[EXERCISE TEXT Boundary: Start]

The most likely result is that Afghanistan will maintain its good relationship with India, and that its relationship with Pakistan may improve a bit - but only to some extent. The Pakistan-Afghanistan relationship is fraught with too much mistrust to be magically revitalized by the new leadership in Kabul.
How is Indian PM Narendra Modi seeking to increase his country's influence in Afghanistan?
One of the biggest questions for the geopolitics of South Asia in the post-2014 era is how far will Modi be willing to take India's relationship with Afghanistan. The answer really depends on India's ties with Pakistan. If bilateral relations improve, then Modi would have an incentive not to provoke Pakistan. If bilateral relations get worse - and there's good reason to think they could - then Modi would feel no need to be as cautious.
Then again, Modi is a nationalist - not just in the Hindu nationalist sense, but also in the sense of a patriot who doesn't want to endanger Indian lives. By deepening India's military relationship with Afghanistan, he could put the lives of Indians in Afghanistan at even greater risk than they already are. And this is something he certainly would not want.
What do Indians make of the relationship between Pakistan and the US?
I would argue that Indians are more unhappy about the US' constant courtship of Pakistan than they are about the US withdrawal from Afghanistan. For many Indians, it also doesn't make sense that the US would want good relations with a country that, thanks to its policies in Afghanistan, imperils US interests and American lives.
I think the US-Pakistan relationship will be downsized after the pullout. As long as the US has had troops fighting in Afghanistan, there has been a need for Washington to seek Pakistani assistance - from getting permission to use supply routes, to cracking down on militants on its territory. However, with most US troops headed for the exits in Afghanistan, the US will no longer have as much of an incentive to work with Pakistan, and it likely won't have as much tolerance and patience for Pakistani policies that the US finds troubling.

[EXERCISE TEXT Boundary: End]
[DATA UNDER STUDY Boundary: Start]

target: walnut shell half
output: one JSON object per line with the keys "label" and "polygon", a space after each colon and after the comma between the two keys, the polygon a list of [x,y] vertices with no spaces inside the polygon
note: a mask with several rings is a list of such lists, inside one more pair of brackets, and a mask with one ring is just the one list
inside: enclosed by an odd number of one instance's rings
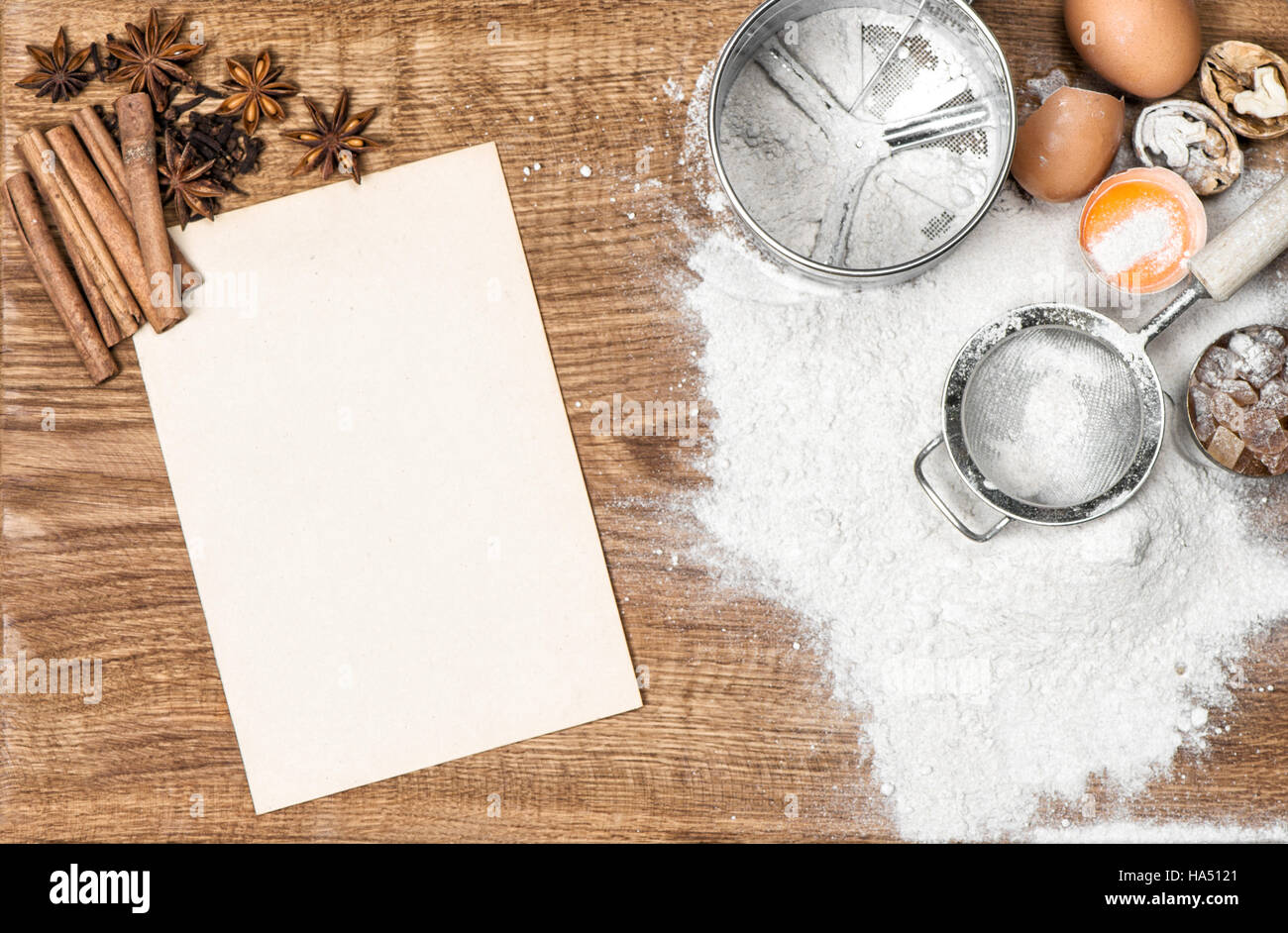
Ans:
{"label": "walnut shell half", "polygon": [[1220,194],[1243,174],[1243,151],[1230,127],[1197,100],[1159,100],[1141,111],[1136,156],[1184,178],[1197,194]]}
{"label": "walnut shell half", "polygon": [[1288,134],[1288,62],[1252,42],[1218,42],[1199,67],[1203,99],[1248,139]]}

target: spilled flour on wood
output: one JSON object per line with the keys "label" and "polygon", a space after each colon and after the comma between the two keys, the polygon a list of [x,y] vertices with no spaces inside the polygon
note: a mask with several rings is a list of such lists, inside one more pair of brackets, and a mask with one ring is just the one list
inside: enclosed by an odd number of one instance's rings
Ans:
{"label": "spilled flour on wood", "polygon": [[[685,157],[721,223],[696,234],[684,288],[719,414],[696,503],[710,560],[817,631],[836,695],[864,716],[887,791],[877,806],[905,838],[1024,838],[1043,802],[1077,803],[1088,776],[1142,791],[1179,750],[1202,750],[1249,638],[1288,615],[1280,546],[1247,520],[1274,486],[1199,466],[1170,436],[1124,508],[966,542],[912,461],[976,328],[1037,300],[1087,301],[1078,206],[1009,189],[913,283],[811,284],[765,261],[721,210],[703,154],[708,81],[710,69],[690,95]],[[1209,202],[1213,230],[1273,180],[1249,174]],[[1283,269],[1151,346],[1167,391],[1221,333],[1288,323]]]}

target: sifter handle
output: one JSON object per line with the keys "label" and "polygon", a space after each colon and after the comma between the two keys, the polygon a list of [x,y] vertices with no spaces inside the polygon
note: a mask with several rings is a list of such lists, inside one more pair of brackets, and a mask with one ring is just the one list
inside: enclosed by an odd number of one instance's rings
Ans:
{"label": "sifter handle", "polygon": [[1288,250],[1288,178],[1221,232],[1190,272],[1216,301],[1225,301]]}

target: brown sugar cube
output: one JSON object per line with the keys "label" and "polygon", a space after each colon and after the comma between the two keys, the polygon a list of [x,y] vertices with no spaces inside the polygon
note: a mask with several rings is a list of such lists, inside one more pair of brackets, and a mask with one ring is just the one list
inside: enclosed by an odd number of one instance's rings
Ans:
{"label": "brown sugar cube", "polygon": [[1257,408],[1274,412],[1280,418],[1288,418],[1288,385],[1279,380],[1271,380],[1261,387],[1261,400]]}
{"label": "brown sugar cube", "polygon": [[1194,434],[1200,444],[1207,444],[1216,434],[1216,418],[1212,417],[1212,394],[1206,386],[1190,389],[1190,413]]}
{"label": "brown sugar cube", "polygon": [[1222,427],[1243,434],[1243,408],[1226,393],[1212,394],[1212,417]]}
{"label": "brown sugar cube", "polygon": [[1279,453],[1264,453],[1258,459],[1265,465],[1266,470],[1270,471],[1271,476],[1283,476],[1288,474],[1288,448],[1284,448]]}
{"label": "brown sugar cube", "polygon": [[1243,443],[1252,453],[1283,453],[1288,449],[1288,434],[1284,434],[1279,418],[1265,408],[1253,408],[1243,413],[1243,430],[1239,431]]}
{"label": "brown sugar cube", "polygon": [[1222,380],[1233,380],[1239,373],[1239,355],[1224,346],[1209,346],[1199,360],[1198,377],[1200,382],[1216,386]]}
{"label": "brown sugar cube", "polygon": [[1240,405],[1255,405],[1257,404],[1257,390],[1249,386],[1243,380],[1221,380],[1217,386],[1222,393],[1229,395]]}
{"label": "brown sugar cube", "polygon": [[1234,470],[1239,462],[1239,454],[1243,453],[1243,439],[1222,425],[1216,429],[1216,434],[1212,435],[1212,443],[1208,444],[1207,450],[1217,463],[1226,470]]}

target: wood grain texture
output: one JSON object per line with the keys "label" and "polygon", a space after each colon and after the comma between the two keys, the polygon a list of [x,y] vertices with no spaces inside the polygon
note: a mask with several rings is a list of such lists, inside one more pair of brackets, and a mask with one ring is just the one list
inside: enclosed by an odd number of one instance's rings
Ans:
{"label": "wood grain texture", "polygon": [[[370,135],[392,145],[363,157],[367,172],[498,143],[631,652],[647,668],[645,708],[255,817],[133,349],[118,347],[116,380],[89,389],[5,229],[3,655],[102,658],[104,697],[95,707],[75,696],[0,696],[0,839],[893,838],[868,773],[860,716],[831,699],[804,625],[721,588],[689,556],[701,533],[675,506],[702,486],[698,452],[667,439],[591,434],[590,404],[614,393],[693,393],[705,404],[693,389],[701,335],[668,284],[685,275],[685,234],[672,217],[679,210],[703,223],[690,172],[705,166],[681,160],[687,104],[663,84],[676,79],[692,91],[752,5],[165,5],[201,21],[210,49],[196,71],[207,82],[223,77],[225,55],[249,59],[267,45],[287,77],[323,103],[346,86],[355,108],[380,104]],[[1100,86],[1068,44],[1059,6],[976,4],[1020,88],[1056,67]],[[1208,41],[1288,49],[1280,0],[1200,8]],[[66,121],[75,107],[118,90],[94,84],[71,104],[35,100],[13,88],[27,69],[23,45],[48,45],[59,23],[76,44],[120,35],[126,18],[146,14],[142,4],[6,0],[6,172],[18,167],[12,147],[23,129]],[[489,44],[493,23],[500,42]],[[299,102],[289,109],[286,126],[307,122]],[[227,207],[314,184],[289,176],[301,151],[276,129],[267,130],[260,174],[246,181],[250,196]],[[1283,151],[1258,147],[1252,162]],[[526,176],[535,162],[541,169]],[[43,430],[50,413],[55,430]],[[1283,486],[1275,504],[1288,512]],[[361,620],[355,631],[361,637]],[[1280,628],[1255,656],[1262,660],[1248,667],[1249,683],[1273,683],[1288,663],[1288,633]],[[1114,812],[1288,818],[1285,721],[1288,690],[1249,687],[1221,718],[1230,732],[1208,757],[1182,762]],[[495,794],[500,815],[489,817]],[[1063,817],[1082,820],[1064,803],[1042,815]]]}

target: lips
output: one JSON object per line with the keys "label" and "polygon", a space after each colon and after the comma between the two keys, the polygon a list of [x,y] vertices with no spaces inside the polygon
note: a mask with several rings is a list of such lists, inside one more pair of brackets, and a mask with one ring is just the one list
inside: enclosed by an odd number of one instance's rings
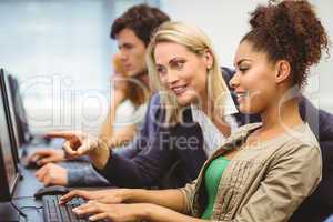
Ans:
{"label": "lips", "polygon": [[174,92],[175,95],[181,95],[182,93],[184,93],[188,89],[186,84],[183,85],[176,85],[176,87],[172,87],[171,90]]}
{"label": "lips", "polygon": [[246,99],[249,97],[249,92],[236,92],[238,102]]}

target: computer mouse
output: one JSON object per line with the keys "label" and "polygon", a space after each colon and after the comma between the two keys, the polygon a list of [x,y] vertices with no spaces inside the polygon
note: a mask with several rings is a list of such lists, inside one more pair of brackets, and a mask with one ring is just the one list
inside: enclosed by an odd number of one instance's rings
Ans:
{"label": "computer mouse", "polygon": [[41,199],[43,195],[59,195],[65,194],[70,191],[69,188],[62,185],[51,185],[39,189],[33,195],[36,199]]}

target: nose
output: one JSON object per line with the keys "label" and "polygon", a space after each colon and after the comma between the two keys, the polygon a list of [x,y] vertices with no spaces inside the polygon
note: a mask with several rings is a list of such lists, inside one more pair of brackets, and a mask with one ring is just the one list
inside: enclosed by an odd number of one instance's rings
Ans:
{"label": "nose", "polygon": [[169,71],[169,72],[167,73],[167,83],[168,83],[169,85],[172,85],[172,84],[176,83],[178,80],[179,80],[179,77],[178,77],[178,74],[176,74],[175,72]]}
{"label": "nose", "polygon": [[125,61],[128,59],[128,56],[123,50],[120,50],[119,54],[120,54],[120,60],[121,61]]}
{"label": "nose", "polygon": [[229,85],[232,89],[235,89],[240,85],[240,75],[238,72],[235,72],[234,75],[231,78],[231,80],[229,81]]}

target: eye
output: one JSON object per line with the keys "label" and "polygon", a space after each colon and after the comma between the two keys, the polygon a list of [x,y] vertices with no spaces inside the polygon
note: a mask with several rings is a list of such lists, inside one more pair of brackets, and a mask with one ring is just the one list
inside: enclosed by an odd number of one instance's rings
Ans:
{"label": "eye", "polygon": [[163,75],[167,74],[167,69],[164,67],[162,67],[162,65],[158,65],[157,67],[157,71],[158,71],[158,73],[159,73],[160,77],[163,77]]}
{"label": "eye", "polygon": [[176,60],[172,63],[172,68],[176,69],[176,70],[181,70],[184,68],[184,64],[186,63],[185,60]]}

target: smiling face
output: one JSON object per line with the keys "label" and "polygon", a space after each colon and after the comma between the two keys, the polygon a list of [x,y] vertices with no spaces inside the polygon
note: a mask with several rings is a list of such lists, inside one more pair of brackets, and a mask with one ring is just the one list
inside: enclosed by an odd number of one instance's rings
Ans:
{"label": "smiling face", "polygon": [[206,99],[206,70],[213,60],[210,53],[198,56],[181,44],[159,42],[154,60],[162,84],[176,95],[180,105]]}
{"label": "smiling face", "polygon": [[234,65],[236,73],[230,85],[238,95],[241,112],[262,113],[279,100],[276,68],[268,61],[265,53],[253,50],[245,40],[236,50]]}
{"label": "smiling face", "polygon": [[131,29],[123,29],[115,37],[120,60],[130,77],[141,74],[147,70],[145,46]]}

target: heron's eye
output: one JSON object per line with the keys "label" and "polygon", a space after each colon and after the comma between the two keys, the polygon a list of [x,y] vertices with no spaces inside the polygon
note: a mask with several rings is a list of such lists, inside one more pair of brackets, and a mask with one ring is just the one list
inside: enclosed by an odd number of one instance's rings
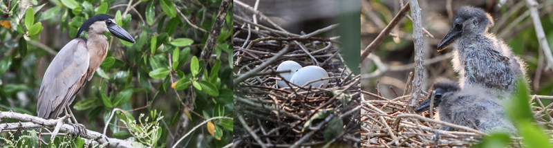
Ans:
{"label": "heron's eye", "polygon": [[112,24],[113,24],[113,22],[111,21],[111,20],[106,21],[106,25],[111,26]]}
{"label": "heron's eye", "polygon": [[455,29],[461,30],[461,28],[462,28],[462,25],[460,24],[455,24]]}

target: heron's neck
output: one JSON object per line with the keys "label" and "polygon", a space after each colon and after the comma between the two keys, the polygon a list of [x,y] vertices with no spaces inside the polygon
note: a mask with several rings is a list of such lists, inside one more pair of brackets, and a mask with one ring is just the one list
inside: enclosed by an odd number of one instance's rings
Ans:
{"label": "heron's neck", "polygon": [[91,61],[88,69],[96,71],[100,64],[104,62],[104,59],[108,53],[108,38],[104,34],[88,34],[88,39],[86,41],[86,48],[88,48],[88,55]]}

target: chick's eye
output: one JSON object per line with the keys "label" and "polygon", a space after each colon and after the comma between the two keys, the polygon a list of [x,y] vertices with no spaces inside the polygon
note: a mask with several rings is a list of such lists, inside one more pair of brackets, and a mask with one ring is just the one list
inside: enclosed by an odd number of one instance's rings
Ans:
{"label": "chick's eye", "polygon": [[462,28],[462,26],[461,24],[455,24],[455,28],[456,29],[461,30],[461,28]]}

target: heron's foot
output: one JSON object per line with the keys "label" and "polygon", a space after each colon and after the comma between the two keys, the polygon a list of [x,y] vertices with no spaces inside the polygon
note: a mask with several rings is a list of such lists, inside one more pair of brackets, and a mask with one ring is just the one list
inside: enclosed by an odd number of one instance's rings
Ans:
{"label": "heron's foot", "polygon": [[73,124],[73,128],[75,130],[75,136],[77,137],[82,137],[82,136],[86,135],[86,127],[82,124]]}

[DATA UNDER STUDY Boundary: End]

> PROBLEMS TO WORK ON:
1 - Rewrite the passage on India, Afghanistan and Pakistan from "I think the" to "US finds troubling.", putting "American officials" in place of "Washington".
2 - Based on the passage on India, Afghanistan and Pakistan, answer yes or no to each statement, and back up each answer with the deciding words from the passage, quoted exactly.
(a) How far Modi takes India's relationship with Afghanistan depends on India's ties with Pakistan.
(b) Indians are more unhappy about the US withdrawal from Afghanistan than about the US courting Pakistan.
(c) The new leadership in Kabul is expected to fully revive the Pakistan-Afghanistan relationship.
3 - According to the passage on India, Afghanistan and Pakistan, what Pakistani help has Washington needed while US troops fought in Afghanistan?
The rows are separate material and have nothing to do with the passage on India, Afghanistan and Pakistan.

> RESULTS OF THE EXERCISE:
1 -
I think the US-Pakistan relationship will be downsized after the pullout. As long as the US has had troops fighting in Afghanistan, there has been a need for American officials to seek Pakistani assistance - from getting permission to use supply routes, to cracking down on militants on its territory. However, with most US troops headed for the exits in Afghanistan, the US will no longer have as much of an incentive to work with Pakistan, and it likely won't have as much tolerance and patience for Pakistani policies that the US finds troubling.

2 -
(a) Yes: "The answer really depends on India's ties with Pakistan."
(b) No: "Indians are more unhappy about the US' constant courtship of Pakistan than they are about the US withdrawal from Afghanistan."
(c) No: "The Pakistan-Afghanistan relationship is fraught with too much mistrust to be magically revitalized by the new leadership in Kabul."

3 - Washington has needed permission to use supply routes and a crackdown on militants on Pakistan's territory.